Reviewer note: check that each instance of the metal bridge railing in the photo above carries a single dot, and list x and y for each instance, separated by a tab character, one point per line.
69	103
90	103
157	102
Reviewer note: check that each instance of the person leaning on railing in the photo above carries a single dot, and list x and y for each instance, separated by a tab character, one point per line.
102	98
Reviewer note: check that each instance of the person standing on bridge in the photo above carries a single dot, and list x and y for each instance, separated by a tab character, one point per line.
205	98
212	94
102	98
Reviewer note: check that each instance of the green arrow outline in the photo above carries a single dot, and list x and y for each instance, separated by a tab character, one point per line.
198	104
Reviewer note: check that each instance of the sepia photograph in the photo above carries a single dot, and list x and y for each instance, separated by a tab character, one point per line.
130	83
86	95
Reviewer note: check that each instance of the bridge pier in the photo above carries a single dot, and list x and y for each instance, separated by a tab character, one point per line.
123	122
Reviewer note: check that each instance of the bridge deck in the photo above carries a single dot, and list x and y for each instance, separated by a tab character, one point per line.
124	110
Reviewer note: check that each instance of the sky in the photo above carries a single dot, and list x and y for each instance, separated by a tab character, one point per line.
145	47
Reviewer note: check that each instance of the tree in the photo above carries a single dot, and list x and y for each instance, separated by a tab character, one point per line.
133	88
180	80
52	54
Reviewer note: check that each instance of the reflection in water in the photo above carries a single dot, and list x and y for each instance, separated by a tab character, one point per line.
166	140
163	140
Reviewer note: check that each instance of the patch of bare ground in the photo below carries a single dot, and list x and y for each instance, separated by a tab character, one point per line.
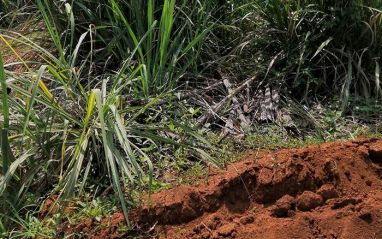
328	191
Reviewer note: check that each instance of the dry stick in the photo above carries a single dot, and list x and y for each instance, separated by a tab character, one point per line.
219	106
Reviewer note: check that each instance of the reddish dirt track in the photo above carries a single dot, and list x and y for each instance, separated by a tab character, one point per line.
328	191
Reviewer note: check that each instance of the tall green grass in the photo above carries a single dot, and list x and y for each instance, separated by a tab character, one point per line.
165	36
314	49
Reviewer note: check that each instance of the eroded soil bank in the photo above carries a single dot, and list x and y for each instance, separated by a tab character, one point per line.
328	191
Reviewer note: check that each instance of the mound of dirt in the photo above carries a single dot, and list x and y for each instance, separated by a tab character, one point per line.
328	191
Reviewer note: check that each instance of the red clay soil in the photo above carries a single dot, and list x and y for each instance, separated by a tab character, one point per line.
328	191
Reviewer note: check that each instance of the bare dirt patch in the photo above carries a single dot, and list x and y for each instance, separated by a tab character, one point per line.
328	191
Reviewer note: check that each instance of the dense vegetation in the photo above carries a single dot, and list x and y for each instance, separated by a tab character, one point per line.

^^^^^^^^

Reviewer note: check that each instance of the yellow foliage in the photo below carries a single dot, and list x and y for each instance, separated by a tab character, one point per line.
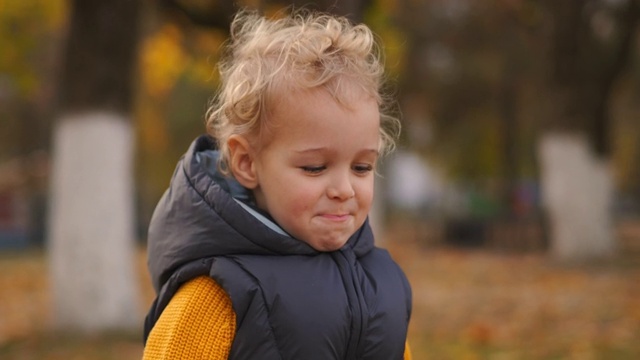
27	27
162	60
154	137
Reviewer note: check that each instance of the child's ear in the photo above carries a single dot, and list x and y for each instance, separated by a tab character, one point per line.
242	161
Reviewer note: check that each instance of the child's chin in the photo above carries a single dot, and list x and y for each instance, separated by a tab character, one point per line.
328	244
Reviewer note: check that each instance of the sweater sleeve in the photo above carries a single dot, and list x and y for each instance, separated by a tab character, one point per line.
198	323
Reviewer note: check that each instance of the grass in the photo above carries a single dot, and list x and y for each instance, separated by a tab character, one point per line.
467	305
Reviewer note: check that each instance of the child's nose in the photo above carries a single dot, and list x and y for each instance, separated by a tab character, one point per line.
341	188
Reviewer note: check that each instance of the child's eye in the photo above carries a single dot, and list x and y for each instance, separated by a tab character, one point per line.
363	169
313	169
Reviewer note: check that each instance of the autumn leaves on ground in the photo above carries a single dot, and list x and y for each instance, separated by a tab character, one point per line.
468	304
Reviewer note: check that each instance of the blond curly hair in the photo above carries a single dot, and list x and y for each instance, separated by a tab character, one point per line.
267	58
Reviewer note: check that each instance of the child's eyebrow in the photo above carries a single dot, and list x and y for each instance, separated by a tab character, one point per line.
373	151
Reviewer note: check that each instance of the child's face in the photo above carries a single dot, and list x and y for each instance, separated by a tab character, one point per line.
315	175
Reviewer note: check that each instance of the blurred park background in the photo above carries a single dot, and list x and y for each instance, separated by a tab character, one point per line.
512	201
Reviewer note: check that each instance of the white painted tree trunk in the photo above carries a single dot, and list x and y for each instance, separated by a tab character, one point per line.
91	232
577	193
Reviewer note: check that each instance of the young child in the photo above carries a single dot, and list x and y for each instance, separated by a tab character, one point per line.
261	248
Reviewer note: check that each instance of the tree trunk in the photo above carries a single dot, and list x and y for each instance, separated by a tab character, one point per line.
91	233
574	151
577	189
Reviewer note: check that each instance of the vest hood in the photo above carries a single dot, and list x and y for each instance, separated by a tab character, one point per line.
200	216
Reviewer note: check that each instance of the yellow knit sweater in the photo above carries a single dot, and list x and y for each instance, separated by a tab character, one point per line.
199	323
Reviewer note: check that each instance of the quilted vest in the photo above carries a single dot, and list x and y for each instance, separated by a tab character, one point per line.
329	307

^^^^^^^^

# ACTIVITY:
With the line holding "Reviewer note: check that each instance of the bare" as the first and the line holding "Reviewer note: check that each instance of the dense" as the last, set down that range of the entries above exactly, and nothing else.

# SOLUTION TO THIS EXERCISE:
Reviewer note: check that each instance of the bare dirt patch in the photo above carries a single dot, and list x and y for each instance, separated by a tab character, one point per line.
328	191
Reviewer note: check that each instance of the dense vegetation in the photo above carries a single dot, and list x and y for each instance, separated by a tab character, one point per line.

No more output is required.